___ Supplied entries
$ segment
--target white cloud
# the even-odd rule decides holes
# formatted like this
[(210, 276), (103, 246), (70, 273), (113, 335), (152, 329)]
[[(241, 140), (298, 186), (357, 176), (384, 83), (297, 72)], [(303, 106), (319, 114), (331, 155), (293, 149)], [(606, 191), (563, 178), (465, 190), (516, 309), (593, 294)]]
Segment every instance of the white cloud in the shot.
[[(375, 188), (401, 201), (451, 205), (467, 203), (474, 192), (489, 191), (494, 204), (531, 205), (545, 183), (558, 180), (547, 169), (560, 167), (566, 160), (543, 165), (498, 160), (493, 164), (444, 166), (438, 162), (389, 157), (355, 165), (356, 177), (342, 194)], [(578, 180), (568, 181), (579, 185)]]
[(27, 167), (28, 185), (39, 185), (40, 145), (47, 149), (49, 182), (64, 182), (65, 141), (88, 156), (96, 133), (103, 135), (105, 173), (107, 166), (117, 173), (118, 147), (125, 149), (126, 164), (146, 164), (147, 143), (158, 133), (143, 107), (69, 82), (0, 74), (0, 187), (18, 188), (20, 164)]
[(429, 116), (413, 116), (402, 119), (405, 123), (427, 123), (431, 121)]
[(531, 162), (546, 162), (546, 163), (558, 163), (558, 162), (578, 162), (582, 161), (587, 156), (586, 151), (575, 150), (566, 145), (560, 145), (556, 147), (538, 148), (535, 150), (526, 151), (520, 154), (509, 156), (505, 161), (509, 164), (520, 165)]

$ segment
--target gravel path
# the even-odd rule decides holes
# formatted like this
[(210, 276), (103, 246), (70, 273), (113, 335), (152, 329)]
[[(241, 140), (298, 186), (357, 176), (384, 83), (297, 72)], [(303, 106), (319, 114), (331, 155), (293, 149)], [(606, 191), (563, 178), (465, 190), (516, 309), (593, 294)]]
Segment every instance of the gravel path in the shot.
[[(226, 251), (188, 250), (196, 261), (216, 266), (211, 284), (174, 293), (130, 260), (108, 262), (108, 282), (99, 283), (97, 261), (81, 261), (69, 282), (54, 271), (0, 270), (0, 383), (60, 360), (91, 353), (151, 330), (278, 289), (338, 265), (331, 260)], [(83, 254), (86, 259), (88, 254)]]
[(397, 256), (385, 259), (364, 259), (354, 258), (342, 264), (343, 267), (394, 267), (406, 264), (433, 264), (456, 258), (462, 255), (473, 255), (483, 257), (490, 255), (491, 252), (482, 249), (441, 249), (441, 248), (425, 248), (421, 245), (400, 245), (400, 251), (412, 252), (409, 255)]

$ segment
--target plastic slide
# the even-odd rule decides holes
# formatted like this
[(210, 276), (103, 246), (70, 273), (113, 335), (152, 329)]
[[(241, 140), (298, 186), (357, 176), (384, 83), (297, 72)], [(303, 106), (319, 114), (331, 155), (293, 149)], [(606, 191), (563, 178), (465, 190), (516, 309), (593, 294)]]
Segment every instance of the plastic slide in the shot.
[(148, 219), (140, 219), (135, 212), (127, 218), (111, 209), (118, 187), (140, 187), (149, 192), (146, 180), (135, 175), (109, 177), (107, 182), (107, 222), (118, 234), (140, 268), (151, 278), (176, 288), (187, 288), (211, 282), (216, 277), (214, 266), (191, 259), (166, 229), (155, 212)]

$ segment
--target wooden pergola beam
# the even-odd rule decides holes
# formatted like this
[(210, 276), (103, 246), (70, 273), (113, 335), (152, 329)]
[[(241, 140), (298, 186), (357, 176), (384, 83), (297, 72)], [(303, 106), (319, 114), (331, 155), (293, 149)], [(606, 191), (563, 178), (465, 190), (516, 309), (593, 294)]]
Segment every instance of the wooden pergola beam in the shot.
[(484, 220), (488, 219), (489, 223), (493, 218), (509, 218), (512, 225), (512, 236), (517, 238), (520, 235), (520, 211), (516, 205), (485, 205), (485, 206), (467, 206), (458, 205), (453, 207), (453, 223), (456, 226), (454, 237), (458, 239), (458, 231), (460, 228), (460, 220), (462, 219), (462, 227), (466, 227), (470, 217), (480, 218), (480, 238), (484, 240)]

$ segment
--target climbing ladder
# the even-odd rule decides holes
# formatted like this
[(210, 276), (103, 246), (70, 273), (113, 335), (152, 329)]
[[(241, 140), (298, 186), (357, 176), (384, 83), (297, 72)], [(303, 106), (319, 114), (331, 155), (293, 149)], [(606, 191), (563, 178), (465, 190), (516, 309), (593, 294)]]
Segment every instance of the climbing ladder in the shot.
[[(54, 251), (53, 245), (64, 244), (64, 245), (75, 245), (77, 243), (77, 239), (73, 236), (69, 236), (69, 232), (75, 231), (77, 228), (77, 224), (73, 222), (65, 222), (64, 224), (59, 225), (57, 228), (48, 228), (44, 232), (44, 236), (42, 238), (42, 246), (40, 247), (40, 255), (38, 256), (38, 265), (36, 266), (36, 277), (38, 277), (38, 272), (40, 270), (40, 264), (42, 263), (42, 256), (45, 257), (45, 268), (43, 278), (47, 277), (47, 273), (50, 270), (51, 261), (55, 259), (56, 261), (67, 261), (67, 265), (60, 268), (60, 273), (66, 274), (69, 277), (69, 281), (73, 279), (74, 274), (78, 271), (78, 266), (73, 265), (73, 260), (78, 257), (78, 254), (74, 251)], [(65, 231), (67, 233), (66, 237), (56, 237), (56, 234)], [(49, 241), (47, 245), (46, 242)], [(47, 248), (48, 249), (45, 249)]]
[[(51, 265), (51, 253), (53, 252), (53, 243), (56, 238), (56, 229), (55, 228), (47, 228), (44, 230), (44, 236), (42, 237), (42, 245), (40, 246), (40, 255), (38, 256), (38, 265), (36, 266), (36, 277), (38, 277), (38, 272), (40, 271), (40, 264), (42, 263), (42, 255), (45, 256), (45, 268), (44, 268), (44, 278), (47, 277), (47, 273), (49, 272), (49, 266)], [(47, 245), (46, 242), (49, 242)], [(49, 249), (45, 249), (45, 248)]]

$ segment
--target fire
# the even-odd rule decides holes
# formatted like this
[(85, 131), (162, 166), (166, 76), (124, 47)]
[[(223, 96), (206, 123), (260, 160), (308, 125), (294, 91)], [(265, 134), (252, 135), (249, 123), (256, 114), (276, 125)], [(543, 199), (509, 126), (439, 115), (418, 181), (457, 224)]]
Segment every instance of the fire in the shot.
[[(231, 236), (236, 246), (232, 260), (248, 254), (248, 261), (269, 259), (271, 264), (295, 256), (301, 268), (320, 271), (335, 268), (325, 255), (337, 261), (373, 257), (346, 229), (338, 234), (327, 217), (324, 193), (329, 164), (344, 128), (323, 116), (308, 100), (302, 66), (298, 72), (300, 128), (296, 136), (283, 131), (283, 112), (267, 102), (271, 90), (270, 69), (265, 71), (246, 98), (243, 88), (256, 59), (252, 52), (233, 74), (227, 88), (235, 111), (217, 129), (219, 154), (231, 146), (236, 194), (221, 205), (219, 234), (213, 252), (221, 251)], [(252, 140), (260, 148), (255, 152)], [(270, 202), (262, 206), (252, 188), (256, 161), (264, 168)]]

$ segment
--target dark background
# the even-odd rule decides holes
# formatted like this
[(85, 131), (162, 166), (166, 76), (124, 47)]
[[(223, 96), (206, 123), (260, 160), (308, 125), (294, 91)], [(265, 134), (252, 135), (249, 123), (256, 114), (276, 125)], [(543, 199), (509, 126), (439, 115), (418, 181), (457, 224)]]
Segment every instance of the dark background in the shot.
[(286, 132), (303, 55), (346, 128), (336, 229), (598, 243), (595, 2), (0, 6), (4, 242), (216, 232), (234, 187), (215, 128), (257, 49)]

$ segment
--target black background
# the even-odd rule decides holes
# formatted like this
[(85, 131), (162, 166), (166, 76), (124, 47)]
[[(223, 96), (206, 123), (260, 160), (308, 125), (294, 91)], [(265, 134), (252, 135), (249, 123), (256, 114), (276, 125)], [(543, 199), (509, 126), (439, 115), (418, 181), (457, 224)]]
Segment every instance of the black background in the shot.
______
> [Exercise brief]: Lines with the string "black" in the data above: say how many there are, giving the number alone.

> [Output of the task]: 2